What the task asks:
Establish how many lines in the material include the string "dark" and report it as a lone number.

"""

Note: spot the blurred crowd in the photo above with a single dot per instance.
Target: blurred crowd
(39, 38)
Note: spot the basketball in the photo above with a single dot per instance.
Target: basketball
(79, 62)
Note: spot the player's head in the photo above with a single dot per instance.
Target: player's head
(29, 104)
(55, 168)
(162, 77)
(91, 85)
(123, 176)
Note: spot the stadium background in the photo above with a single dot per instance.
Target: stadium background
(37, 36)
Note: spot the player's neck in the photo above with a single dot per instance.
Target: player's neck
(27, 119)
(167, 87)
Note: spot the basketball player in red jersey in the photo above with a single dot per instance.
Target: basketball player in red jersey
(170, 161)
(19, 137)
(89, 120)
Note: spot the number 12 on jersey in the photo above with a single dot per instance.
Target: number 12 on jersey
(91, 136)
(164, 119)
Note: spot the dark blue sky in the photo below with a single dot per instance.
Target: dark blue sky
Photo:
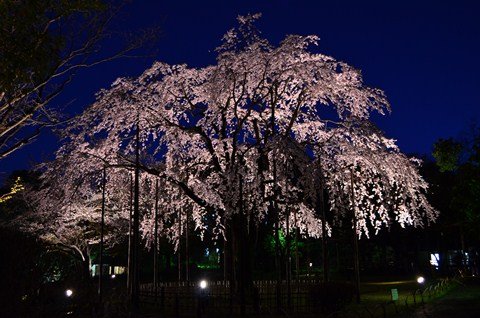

"""

Result:
2